Consignes:
a - Dans le récit de voyage au Lesotho, quelle est la marque des motos ?
b - Écrivez la suite du récit de voyage au Lesotho, à partir de sa dernière phrase.

Source:
####
Suivant l’adage, “ce que tu montes, tu vas devoir le redescendre”, nous n’irons pas déranger le ciel de plus près et il faut redescendre sur terre. Mais le Lesotho sait jouer des contrastes et va continuer à nous surprendre en transformant une nouvelle fois ses montagnes. Notre voyage prend une nouvelle dimension.
Road trip A2 en Afrique : Ici, il y a tout et il n’y a rien

Nos KTM tracent sur un bitume parfait, une route quasi déserte et de grands virages que l’on enchaîne en rythme. Le tout, avec une vue plongeante sur un paysage qui a remplacé le blanc par une palette de teinte dorée. Les montagnes arides semblent avoir été sculpté par la mer qui se serait retirée il y a des millions d’années. Petit moment atmosphérique, on ne pense plus à rien et l’on descend au point mort, pour ne pas parasiter l’instant.
####
Matériel:
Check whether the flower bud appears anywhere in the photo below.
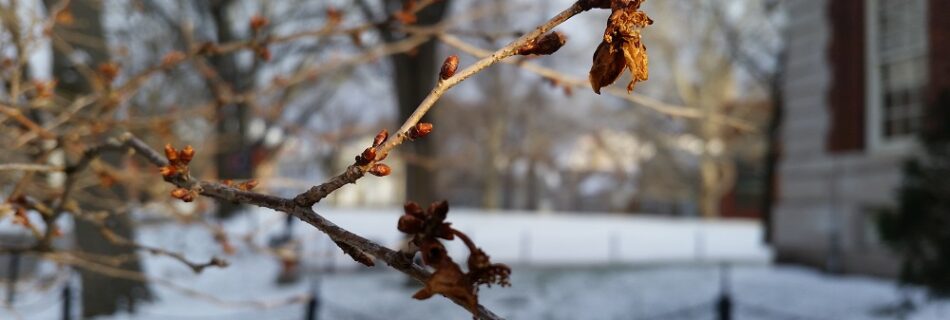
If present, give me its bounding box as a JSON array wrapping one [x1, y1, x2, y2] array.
[[439, 54, 459, 80], [373, 129, 389, 147], [248, 15, 270, 32], [360, 147, 376, 163], [409, 122, 432, 140], [178, 145, 195, 164], [158, 166, 178, 178], [369, 163, 393, 177]]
####
Réponses:
a - Ce sont des KTM.

b -
Ces collines arrondies font écho au toit des habitations de la région de Mokhotlong. (n’oubliez pas la prononciation : Morrrotlong). Ces petites maisons rondes vous rappellent que vous n’êtes pas encore sur une autre planète, mais bien en Afrique. Elles sont en pierre et en ciment et non pas en terre, car il faut s’isoler du froid la nuit. Si la région semble brulée par le soleil, il fait toujours frais ici.
Quelques enfants s’amusent de notre passage et nous demandent un peu de nourriture pendant nos pauses photos, au cas où. Un rappel que la richesse des paysages ne fait pas la richesse de l’homme. Dans cette contrée reculée, on vit de l’élevage, surtout des moutons et des chèvres qui fournissent notamment la laine de mohair. Pour le reste de l’économie, ce n’est pas la ruée vers l’or du Far-west, mais celles vers les mines de diamants, aux conditions de travail difficiles, qui ont fait grandir la petite ville de Mokhtlong, sans vraiment réussir à la faire rejoindre la prospérité du monde moderne.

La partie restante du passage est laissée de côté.